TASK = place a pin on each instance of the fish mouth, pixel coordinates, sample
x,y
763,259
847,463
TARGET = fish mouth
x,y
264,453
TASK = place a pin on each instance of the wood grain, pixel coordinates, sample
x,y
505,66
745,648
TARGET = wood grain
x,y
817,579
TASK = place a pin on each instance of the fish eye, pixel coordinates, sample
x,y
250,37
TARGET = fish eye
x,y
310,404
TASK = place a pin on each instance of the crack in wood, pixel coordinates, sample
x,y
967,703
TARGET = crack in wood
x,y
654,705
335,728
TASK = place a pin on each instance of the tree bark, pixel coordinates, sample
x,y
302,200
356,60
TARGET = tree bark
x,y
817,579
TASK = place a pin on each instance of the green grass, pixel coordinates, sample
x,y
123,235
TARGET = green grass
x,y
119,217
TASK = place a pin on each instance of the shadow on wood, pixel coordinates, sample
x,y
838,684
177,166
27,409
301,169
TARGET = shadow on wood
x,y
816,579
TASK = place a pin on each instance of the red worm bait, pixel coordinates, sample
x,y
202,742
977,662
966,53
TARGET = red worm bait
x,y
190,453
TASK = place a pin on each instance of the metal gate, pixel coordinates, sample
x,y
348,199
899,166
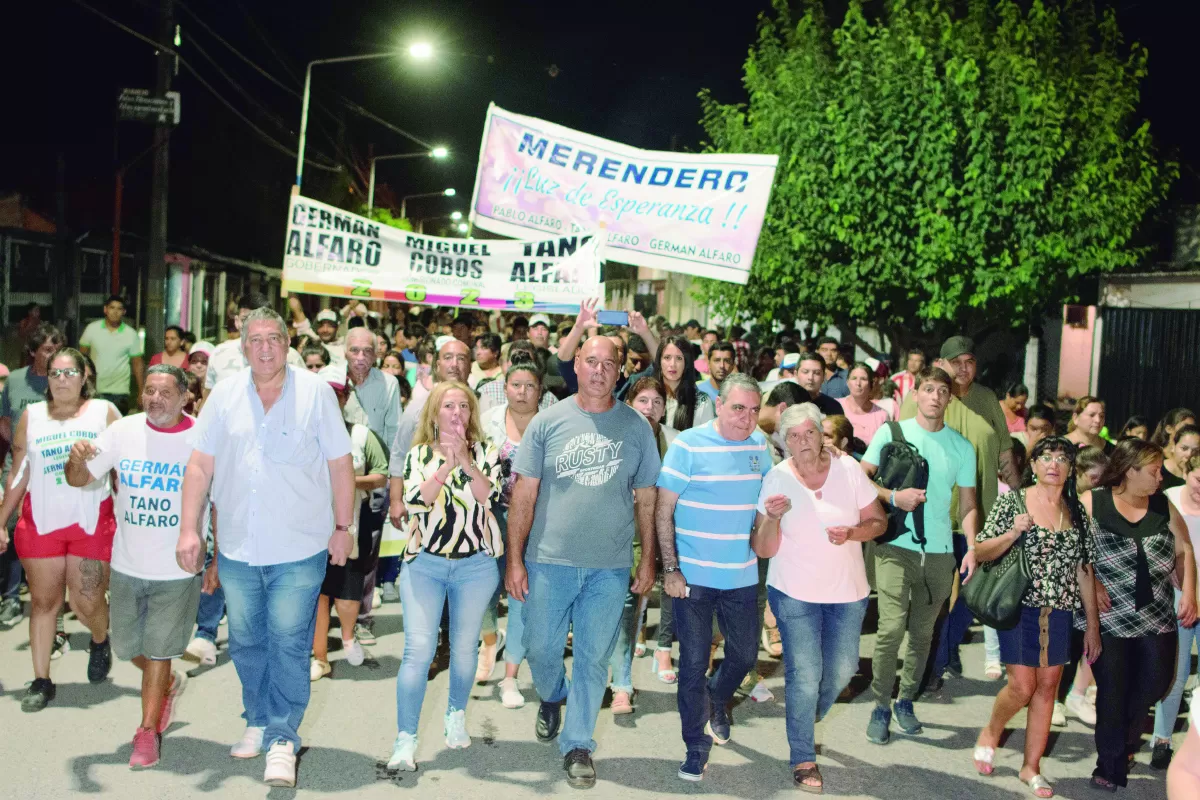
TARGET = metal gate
x,y
1150,362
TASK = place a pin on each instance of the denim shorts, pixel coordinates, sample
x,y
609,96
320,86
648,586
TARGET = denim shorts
x,y
1042,638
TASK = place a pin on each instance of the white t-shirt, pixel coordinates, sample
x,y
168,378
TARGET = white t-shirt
x,y
228,360
1175,494
55,504
149,464
808,566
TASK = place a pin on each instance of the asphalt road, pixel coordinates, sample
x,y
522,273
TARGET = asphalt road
x,y
81,744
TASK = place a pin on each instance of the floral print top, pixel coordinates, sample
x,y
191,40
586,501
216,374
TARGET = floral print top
x,y
1054,555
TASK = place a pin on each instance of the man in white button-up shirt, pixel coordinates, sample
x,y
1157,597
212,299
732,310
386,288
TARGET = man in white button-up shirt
x,y
273,446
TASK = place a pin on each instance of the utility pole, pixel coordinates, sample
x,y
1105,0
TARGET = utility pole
x,y
156,271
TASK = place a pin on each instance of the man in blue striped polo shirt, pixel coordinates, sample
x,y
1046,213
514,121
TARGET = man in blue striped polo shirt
x,y
708,491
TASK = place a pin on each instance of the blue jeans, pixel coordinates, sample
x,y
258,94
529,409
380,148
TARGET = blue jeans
x,y
820,657
273,612
1168,709
425,584
737,613
211,609
514,649
622,661
588,601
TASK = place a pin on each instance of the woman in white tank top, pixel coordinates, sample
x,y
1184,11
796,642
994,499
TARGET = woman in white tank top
x,y
65,534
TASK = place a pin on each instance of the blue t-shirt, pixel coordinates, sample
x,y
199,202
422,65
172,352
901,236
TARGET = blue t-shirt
x,y
588,465
718,483
951,464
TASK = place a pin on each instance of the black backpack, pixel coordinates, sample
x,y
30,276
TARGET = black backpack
x,y
901,467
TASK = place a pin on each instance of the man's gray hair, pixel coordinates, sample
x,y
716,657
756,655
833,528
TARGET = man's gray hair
x,y
264,316
799,414
738,380
174,372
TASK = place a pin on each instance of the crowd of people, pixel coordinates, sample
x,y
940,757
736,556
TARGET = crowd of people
x,y
300,473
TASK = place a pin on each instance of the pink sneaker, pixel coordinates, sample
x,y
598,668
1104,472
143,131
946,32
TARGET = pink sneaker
x,y
171,701
145,750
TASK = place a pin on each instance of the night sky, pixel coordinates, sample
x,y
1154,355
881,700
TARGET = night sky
x,y
627,71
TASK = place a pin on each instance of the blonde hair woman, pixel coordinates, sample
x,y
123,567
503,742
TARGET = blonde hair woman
x,y
451,481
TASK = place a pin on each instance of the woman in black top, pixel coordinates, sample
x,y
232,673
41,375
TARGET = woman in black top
x,y
1185,444
1139,537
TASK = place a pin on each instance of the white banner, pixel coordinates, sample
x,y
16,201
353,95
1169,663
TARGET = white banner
x,y
334,252
684,212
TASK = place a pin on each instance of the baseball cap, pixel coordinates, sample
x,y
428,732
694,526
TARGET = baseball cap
x,y
334,374
957,346
204,348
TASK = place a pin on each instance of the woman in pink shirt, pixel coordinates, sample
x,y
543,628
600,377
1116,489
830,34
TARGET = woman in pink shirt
x,y
815,511
863,413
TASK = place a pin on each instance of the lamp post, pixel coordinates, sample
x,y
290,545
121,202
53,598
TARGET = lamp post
x,y
420,50
436,152
403,200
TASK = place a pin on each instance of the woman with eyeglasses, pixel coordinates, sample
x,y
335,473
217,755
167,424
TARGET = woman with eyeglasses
x,y
1056,543
64,536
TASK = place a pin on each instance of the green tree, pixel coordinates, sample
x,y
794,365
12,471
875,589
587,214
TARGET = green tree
x,y
949,166
387,217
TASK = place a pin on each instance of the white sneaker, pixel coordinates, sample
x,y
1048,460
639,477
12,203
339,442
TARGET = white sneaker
x,y
251,744
403,752
202,650
760,693
510,693
353,653
1079,707
456,731
281,765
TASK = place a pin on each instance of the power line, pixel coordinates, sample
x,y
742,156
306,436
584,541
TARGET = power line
x,y
184,61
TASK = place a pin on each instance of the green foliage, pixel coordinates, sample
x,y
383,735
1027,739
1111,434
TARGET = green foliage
x,y
948,166
387,217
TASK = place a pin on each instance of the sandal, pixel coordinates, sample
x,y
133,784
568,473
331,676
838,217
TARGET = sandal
x,y
1041,787
802,774
984,756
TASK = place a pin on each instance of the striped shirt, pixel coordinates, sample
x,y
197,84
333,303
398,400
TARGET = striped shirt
x,y
718,483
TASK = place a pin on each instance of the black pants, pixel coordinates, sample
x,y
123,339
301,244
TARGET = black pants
x,y
1072,666
1131,675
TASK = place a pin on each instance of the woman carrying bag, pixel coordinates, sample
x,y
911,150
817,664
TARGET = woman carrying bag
x,y
1049,523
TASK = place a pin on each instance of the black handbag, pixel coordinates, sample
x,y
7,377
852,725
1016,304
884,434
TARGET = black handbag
x,y
995,591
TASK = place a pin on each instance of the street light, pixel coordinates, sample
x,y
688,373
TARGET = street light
x,y
420,50
438,152
403,200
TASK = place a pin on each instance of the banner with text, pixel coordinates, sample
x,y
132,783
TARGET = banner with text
x,y
695,214
334,252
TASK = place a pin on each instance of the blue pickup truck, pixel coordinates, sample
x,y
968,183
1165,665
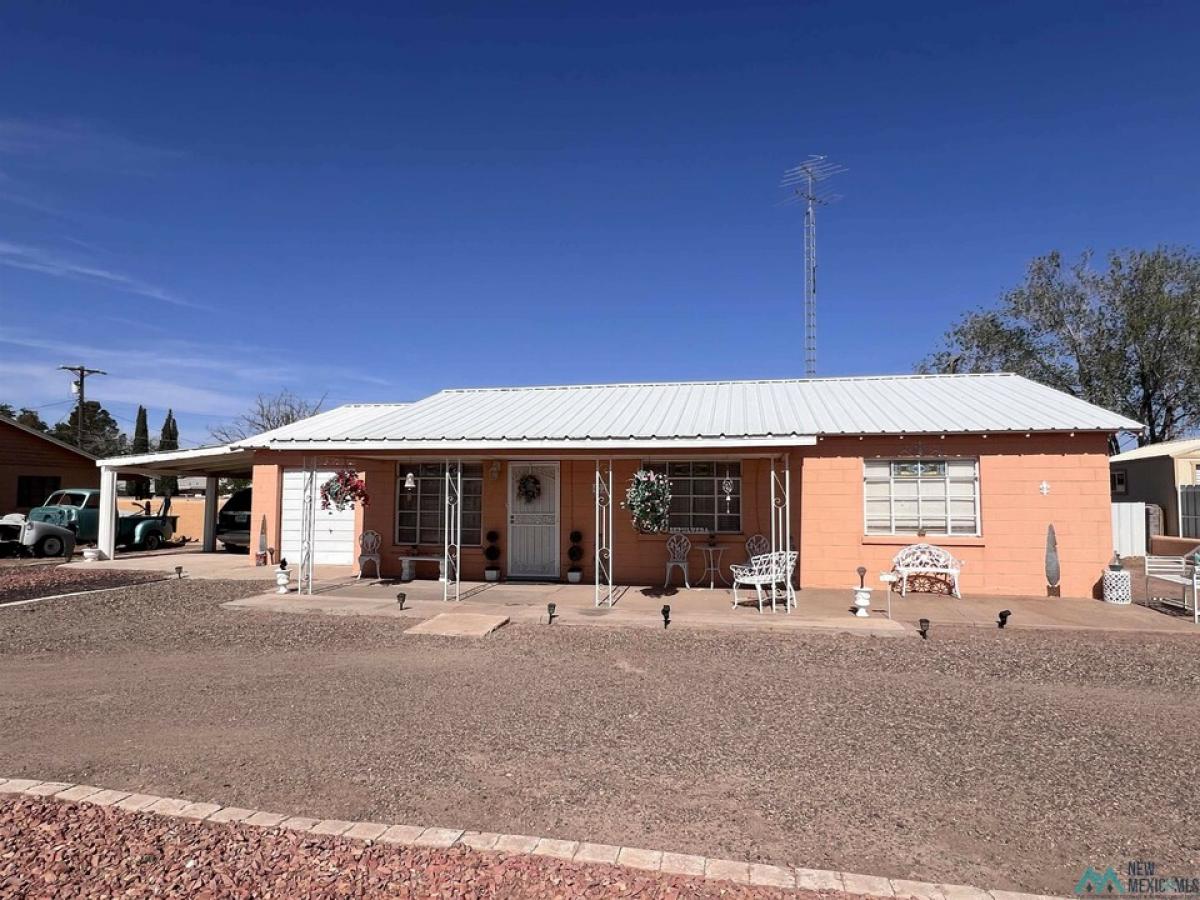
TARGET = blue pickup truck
x,y
77,509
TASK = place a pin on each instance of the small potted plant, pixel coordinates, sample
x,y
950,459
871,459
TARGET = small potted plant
x,y
492,553
575,553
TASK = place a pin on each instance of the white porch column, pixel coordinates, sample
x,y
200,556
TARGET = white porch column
x,y
106,529
211,485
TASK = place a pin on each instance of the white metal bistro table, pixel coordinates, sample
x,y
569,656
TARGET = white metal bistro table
x,y
713,565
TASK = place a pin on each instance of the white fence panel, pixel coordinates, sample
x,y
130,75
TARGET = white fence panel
x,y
1129,528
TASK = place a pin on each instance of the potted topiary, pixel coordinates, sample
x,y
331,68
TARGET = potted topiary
x,y
575,553
492,553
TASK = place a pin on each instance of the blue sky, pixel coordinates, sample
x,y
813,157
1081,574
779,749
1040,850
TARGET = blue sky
x,y
378,201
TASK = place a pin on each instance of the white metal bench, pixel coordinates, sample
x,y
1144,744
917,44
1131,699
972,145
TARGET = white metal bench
x,y
927,561
1176,570
767,570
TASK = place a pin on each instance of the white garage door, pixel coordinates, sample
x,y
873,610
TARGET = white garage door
x,y
334,533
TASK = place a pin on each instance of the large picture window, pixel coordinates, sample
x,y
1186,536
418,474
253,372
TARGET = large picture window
x,y
420,513
699,495
931,496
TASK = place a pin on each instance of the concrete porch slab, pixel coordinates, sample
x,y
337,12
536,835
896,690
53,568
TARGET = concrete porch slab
x,y
460,624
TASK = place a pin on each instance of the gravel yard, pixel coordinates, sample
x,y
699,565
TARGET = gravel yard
x,y
25,579
1002,759
114,852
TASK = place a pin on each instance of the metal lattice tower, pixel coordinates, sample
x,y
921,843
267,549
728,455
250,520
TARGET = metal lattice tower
x,y
803,181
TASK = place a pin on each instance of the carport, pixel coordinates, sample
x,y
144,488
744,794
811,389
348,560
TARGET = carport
x,y
210,462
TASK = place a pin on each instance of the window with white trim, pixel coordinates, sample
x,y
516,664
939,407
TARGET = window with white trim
x,y
700,503
930,496
1119,485
420,513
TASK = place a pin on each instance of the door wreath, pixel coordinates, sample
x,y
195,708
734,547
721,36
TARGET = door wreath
x,y
528,487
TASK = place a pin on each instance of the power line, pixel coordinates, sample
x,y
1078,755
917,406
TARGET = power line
x,y
81,373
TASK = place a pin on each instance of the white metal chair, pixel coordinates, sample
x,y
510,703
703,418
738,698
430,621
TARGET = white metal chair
x,y
756,546
925,559
369,551
678,547
767,570
1176,570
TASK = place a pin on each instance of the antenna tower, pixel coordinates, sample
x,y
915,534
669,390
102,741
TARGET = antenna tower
x,y
804,183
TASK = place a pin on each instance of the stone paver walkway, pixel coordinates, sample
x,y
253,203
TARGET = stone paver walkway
x,y
433,837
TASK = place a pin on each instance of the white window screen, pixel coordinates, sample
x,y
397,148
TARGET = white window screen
x,y
700,502
420,513
909,496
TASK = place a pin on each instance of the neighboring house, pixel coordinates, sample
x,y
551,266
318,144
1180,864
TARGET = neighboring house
x,y
33,466
855,469
1153,474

______

EXERCISE GOAL:
Put the records from the line containing "carport, pixel coordinates, sample" up to and including the final line into a numbered list. Leave out any blank lines.

CORRECT RESULT:
1. TASK = place a pin on each instance of the carport, pixel coordinates, sample
2. x,y
3. 144,488
4. 744,794
5. 811,389
6. 348,560
7. TARGET = carport
8. x,y
9. 210,462
10. TASK = place a pin on each instance of the window with white trim, pixel coordinates, sample
11. x,y
12. 516,664
13. 939,407
14. TARGET = window with white trim
15. x,y
16. 700,503
17. 930,496
18. 1119,485
19. 420,513
20. TASK = place a pin on each instance of the door wreath, pixel coordinates, sample
21. x,y
22. 195,708
23. 734,547
24. 721,36
25. TARGET = door wreath
26. x,y
27. 528,487
28. TASK = place a pin on each instance of the power line, pixel coordinates, sample
29. x,y
30. 1078,755
31. 917,406
32. TARGET = power line
33. x,y
34. 81,373
35. TASK = place a pin on each instance of the white metal chair, pixel coordinates, sample
36. x,y
37. 510,703
38. 703,418
39. 738,698
40. 430,621
41. TARGET = white metal chair
42. x,y
43. 756,546
44. 925,559
45. 369,551
46. 678,547
47. 767,570
48. 1176,570
49. TASK = place a pin on each instance of the antenna tower, pixel coordinates, sample
50. x,y
51. 915,534
52. 669,390
53. 102,741
54. TARGET = antenna tower
55. x,y
56. 804,183
57. TASK = place a pin on each instance of the stone paver walkway, pixel coordinates, sample
58. x,y
59. 253,203
60. TARGET = stone paver walkway
61. x,y
62. 433,837
63. TASK = place a pin on each instance of the white window screen, pixel coordinates, sample
64. x,y
65. 397,148
66. TARGET = white window screen
67. x,y
68. 700,502
69. 420,513
70. 909,496
71. TASK = place a pin on each instance of the neighboring house, pixel coordinates, sample
72. x,y
73. 551,266
74. 318,144
75. 1180,864
76. TARGET = neighboring house
77. x,y
78. 33,466
79. 855,469
80. 1153,474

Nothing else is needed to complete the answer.